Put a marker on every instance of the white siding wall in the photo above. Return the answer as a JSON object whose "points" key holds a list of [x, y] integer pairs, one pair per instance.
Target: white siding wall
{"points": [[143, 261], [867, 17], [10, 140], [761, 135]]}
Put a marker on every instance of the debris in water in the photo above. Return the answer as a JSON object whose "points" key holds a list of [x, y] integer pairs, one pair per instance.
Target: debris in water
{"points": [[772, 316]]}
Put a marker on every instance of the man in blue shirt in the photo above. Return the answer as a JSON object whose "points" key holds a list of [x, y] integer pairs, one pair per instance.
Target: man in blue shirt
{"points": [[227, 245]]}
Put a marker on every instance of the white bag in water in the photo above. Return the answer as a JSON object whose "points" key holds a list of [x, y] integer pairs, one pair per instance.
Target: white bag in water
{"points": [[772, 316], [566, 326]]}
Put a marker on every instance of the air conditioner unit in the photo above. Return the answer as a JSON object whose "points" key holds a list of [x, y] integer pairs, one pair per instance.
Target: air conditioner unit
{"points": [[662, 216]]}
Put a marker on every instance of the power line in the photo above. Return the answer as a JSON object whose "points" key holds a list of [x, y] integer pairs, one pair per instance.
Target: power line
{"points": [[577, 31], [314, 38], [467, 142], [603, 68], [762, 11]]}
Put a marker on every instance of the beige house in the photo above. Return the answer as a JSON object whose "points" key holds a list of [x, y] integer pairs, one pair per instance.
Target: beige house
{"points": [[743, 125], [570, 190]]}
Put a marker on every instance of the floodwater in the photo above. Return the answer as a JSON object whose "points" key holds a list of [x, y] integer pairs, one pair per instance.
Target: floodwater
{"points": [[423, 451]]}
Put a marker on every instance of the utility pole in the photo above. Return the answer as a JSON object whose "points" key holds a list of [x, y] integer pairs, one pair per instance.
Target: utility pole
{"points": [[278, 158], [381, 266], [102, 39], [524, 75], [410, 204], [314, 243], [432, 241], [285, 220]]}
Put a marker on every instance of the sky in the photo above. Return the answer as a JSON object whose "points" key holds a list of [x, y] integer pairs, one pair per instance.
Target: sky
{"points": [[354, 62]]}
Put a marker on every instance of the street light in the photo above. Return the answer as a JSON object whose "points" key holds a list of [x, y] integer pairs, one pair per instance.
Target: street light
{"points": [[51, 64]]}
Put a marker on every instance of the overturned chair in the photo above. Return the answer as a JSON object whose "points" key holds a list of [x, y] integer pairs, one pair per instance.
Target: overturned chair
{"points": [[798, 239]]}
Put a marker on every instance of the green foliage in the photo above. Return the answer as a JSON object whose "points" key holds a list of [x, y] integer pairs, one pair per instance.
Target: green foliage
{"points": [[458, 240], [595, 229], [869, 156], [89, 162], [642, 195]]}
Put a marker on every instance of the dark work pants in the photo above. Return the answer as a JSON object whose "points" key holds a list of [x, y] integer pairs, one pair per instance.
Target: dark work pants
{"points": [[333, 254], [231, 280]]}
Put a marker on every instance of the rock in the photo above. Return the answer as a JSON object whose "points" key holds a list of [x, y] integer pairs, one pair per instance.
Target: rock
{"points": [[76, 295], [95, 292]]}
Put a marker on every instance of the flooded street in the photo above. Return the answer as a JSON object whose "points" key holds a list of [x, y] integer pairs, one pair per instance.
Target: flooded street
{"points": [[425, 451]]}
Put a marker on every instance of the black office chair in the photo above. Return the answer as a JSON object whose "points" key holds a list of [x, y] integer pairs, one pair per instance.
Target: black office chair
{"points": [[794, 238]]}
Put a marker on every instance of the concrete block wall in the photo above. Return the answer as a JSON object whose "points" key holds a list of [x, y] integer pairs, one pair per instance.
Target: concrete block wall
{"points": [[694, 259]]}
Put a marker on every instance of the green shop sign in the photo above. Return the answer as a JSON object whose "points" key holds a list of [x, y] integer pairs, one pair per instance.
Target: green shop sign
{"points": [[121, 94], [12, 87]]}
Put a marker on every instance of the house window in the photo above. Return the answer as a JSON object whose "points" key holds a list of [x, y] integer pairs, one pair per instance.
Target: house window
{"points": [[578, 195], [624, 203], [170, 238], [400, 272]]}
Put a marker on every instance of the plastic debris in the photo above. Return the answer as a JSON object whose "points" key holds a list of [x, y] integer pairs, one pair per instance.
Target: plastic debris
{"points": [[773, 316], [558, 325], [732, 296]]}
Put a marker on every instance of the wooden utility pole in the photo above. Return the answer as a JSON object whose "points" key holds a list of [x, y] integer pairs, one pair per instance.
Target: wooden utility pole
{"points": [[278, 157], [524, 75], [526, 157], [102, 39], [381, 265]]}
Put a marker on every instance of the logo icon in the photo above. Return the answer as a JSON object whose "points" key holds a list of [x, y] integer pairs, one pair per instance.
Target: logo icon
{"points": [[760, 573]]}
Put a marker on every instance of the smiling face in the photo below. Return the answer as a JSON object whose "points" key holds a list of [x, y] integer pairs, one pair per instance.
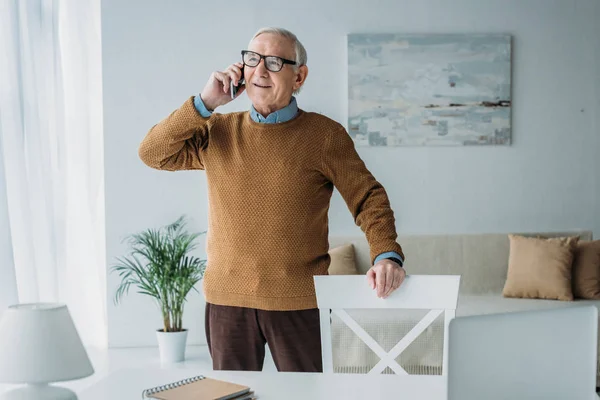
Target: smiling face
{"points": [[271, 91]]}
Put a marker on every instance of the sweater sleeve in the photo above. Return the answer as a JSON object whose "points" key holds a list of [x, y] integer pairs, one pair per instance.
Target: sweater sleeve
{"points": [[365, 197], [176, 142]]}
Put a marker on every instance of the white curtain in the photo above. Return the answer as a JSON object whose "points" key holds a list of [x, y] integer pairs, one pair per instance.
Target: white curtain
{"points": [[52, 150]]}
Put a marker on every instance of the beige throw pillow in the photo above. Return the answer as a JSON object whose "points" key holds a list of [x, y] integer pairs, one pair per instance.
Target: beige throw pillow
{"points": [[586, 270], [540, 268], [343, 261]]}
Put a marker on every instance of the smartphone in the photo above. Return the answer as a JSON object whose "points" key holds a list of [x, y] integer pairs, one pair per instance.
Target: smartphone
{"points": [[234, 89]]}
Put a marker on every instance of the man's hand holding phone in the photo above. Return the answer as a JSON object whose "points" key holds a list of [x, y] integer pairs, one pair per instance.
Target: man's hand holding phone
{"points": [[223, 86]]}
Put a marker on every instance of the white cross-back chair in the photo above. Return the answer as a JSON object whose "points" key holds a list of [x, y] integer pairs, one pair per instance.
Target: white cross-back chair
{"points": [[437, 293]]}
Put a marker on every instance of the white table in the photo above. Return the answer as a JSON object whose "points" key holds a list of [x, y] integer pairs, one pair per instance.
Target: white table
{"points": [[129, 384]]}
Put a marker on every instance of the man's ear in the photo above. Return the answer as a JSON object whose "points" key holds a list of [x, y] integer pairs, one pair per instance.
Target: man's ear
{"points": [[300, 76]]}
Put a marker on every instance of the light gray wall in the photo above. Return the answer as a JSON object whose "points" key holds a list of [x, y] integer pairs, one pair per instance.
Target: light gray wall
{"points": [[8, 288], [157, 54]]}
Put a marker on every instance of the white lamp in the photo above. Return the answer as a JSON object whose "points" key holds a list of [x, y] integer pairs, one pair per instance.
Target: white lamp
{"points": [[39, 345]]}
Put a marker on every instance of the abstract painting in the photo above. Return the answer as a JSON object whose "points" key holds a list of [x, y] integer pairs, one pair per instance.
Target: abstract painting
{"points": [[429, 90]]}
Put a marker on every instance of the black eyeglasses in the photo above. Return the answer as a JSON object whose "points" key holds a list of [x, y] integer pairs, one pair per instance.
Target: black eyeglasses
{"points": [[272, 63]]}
____________
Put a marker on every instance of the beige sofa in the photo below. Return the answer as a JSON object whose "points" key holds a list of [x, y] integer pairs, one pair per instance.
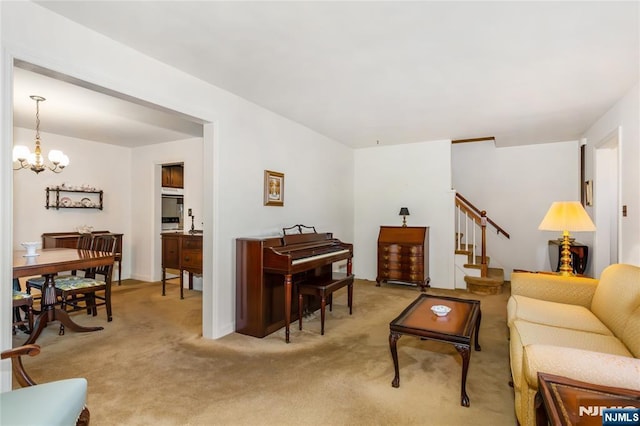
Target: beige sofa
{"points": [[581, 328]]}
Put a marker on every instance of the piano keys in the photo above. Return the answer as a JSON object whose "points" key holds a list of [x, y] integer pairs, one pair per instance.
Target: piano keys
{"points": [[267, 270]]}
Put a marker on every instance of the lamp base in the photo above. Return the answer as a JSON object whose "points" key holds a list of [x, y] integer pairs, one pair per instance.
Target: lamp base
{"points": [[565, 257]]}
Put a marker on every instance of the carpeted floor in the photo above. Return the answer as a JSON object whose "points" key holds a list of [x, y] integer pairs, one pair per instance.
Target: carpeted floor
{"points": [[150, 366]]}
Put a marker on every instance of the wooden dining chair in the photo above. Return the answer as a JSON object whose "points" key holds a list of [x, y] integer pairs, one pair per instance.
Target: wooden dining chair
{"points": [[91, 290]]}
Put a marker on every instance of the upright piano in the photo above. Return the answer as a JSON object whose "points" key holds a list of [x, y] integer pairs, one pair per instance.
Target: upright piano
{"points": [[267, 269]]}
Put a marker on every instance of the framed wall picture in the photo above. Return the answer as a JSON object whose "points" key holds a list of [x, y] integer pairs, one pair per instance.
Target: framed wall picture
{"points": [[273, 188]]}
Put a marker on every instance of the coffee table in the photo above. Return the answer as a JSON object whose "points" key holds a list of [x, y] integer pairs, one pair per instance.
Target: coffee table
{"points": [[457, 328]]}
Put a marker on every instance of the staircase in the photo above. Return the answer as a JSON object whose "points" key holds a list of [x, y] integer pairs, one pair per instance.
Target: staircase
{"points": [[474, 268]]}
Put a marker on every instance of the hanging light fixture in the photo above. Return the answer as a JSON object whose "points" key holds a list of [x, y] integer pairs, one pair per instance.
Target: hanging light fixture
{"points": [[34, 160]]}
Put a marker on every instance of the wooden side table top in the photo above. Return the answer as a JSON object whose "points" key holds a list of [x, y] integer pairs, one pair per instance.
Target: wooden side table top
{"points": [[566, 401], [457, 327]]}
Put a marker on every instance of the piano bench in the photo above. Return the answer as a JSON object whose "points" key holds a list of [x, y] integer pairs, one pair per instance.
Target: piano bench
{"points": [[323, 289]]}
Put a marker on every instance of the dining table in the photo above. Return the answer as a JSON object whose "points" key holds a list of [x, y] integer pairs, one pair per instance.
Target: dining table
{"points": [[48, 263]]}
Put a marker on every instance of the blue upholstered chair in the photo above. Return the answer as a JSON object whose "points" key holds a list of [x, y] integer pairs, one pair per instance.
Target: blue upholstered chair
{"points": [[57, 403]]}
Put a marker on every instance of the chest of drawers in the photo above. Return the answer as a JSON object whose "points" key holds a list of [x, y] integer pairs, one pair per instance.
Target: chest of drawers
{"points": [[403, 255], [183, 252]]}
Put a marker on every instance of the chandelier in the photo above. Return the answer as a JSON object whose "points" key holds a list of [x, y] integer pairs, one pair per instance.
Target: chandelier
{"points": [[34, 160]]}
____________
Keep both end lines and retype everything in the records above from the line containing "Put a marker on every instance of the white siding" through the line containing "Put a marker on every instance of the air", exactly, with nothing else.

Put a marker on every instance of the white siding wall in the photo above. Return the answer as a JSON object whose "points" key holds a list of [x, y] integer pairs, one pair per instance.
Target: white siding wall
{"points": [[143, 261], [867, 17], [10, 140], [761, 135]]}
Put a marker on every instance of the debris in water in the photo above. Return the answer as a JSON object whose "points" key holds a list of [x, y] integer pairs, one pair per instance.
Target: debris in water
{"points": [[772, 316]]}
Put a marker on every instance of the man in blue shirt in the photo above. Return the answer as a JSON object whose "points" key holds a list of [x, y] integer pairs, one pair per instance.
Target: man in blue shirt
{"points": [[227, 245]]}
Put a marker on every instance of the white bag in water in the photo above. Return the answer as a JSON object whose "points" key holds a list of [x, y] integer pairs, one pair per instance.
Target: white bag in water
{"points": [[772, 316], [566, 326]]}
Put a marker on every instance of the air conditioner unit in the photo above. Return the answer as a JSON object whose "points" key holds a list of [x, y] integer pairs, one pair per instance.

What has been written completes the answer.